**Work instructions**.
Return each line of the entries below that contains the word "dark", copying every such line in full.

**Provided information**.
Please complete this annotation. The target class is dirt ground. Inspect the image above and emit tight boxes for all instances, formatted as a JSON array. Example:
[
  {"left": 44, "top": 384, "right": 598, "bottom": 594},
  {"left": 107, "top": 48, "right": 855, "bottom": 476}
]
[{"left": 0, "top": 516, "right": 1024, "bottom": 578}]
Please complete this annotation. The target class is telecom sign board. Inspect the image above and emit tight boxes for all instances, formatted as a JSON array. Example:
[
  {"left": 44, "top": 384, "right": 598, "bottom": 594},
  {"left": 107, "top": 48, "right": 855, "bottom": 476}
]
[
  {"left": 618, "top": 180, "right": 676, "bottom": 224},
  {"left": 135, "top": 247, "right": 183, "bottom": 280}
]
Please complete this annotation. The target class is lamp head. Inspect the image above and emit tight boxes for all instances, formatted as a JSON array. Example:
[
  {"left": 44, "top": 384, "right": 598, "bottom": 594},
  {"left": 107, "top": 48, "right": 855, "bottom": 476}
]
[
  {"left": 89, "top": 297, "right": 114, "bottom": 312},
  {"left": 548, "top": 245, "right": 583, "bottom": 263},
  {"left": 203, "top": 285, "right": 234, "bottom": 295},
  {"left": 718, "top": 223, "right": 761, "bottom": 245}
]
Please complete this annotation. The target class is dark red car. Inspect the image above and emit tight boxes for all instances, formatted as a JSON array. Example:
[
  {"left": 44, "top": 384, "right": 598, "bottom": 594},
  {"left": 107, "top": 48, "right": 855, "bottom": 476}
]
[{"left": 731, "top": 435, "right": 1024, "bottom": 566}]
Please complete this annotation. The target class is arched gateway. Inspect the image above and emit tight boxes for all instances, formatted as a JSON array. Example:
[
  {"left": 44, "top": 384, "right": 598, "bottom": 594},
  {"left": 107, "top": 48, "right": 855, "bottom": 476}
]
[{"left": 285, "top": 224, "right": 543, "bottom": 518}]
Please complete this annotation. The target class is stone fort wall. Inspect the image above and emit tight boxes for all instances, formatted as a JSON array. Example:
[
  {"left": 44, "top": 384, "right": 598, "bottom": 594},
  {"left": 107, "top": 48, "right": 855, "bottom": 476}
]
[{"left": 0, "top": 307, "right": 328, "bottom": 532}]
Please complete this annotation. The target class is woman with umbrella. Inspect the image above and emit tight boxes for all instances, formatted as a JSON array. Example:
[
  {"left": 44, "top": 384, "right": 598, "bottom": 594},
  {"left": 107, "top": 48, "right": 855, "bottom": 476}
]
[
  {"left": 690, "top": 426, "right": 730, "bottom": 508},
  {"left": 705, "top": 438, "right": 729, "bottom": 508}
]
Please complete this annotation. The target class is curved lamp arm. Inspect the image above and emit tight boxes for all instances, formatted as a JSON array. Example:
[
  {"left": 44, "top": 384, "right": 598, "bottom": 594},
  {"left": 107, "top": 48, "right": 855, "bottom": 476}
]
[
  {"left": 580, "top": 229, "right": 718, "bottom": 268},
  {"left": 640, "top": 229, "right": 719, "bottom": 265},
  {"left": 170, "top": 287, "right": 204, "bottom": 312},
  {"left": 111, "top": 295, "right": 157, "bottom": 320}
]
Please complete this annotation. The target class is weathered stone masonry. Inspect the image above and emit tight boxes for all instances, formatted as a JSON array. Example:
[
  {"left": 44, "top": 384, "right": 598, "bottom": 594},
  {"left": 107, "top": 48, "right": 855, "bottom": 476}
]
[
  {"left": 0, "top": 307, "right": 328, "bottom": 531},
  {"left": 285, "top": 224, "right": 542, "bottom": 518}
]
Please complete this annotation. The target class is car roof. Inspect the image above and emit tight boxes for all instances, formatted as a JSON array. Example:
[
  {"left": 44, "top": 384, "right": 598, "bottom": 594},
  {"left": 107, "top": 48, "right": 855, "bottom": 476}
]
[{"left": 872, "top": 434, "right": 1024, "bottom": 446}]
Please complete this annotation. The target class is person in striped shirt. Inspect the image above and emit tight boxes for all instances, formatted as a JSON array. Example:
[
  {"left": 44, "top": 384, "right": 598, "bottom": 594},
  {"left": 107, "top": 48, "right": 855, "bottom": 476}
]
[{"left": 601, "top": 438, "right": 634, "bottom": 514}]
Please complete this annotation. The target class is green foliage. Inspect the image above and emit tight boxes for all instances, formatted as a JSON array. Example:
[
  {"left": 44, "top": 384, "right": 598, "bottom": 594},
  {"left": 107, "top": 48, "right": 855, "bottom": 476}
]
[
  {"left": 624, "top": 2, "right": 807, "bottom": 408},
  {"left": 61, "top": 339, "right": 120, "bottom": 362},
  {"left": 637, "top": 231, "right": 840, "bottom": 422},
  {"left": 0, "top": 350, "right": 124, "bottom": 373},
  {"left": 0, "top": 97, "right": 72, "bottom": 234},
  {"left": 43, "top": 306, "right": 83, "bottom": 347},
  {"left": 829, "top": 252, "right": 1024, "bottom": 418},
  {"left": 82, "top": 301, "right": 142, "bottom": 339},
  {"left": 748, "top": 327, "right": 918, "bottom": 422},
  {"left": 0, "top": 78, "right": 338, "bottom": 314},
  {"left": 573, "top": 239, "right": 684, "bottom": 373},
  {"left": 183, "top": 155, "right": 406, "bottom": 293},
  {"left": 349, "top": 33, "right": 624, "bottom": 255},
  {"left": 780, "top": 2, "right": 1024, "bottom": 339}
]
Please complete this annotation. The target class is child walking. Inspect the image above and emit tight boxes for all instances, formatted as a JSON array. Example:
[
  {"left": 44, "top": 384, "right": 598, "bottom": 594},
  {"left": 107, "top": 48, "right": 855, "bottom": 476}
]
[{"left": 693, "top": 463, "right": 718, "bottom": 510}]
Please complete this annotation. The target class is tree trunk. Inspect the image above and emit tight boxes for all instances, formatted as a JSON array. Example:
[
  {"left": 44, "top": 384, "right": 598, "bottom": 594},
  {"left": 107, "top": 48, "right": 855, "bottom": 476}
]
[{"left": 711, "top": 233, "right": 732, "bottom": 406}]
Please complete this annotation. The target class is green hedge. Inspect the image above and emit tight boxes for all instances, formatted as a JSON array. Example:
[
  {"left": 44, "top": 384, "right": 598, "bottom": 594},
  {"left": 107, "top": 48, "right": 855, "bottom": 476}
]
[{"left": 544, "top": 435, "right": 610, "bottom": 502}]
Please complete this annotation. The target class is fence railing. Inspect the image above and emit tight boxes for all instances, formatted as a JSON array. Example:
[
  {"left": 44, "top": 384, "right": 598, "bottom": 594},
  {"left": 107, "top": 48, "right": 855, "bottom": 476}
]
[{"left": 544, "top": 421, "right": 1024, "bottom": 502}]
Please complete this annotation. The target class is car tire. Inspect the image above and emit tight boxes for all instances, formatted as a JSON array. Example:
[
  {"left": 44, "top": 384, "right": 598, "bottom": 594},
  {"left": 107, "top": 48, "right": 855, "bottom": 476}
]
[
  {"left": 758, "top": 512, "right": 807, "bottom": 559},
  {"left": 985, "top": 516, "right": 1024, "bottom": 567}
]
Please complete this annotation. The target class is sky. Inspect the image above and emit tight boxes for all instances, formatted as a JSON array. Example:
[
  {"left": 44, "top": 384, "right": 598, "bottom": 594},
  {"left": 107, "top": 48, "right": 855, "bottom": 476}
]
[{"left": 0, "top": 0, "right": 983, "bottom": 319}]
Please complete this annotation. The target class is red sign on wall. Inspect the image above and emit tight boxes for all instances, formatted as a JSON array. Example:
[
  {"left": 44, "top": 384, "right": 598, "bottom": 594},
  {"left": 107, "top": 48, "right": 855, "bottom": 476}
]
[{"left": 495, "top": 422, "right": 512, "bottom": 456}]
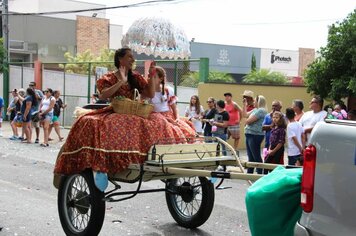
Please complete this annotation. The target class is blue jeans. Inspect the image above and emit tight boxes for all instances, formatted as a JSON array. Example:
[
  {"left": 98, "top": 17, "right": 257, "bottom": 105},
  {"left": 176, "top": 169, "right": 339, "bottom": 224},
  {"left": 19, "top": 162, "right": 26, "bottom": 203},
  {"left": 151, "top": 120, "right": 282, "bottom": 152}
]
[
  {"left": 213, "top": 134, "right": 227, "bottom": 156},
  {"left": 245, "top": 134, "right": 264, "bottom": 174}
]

**Exercise response**.
Please complete this annotation. The target class is dark red car. Inspect the image above and emit tight boxes for all instances, formatted as a JSON array. Example:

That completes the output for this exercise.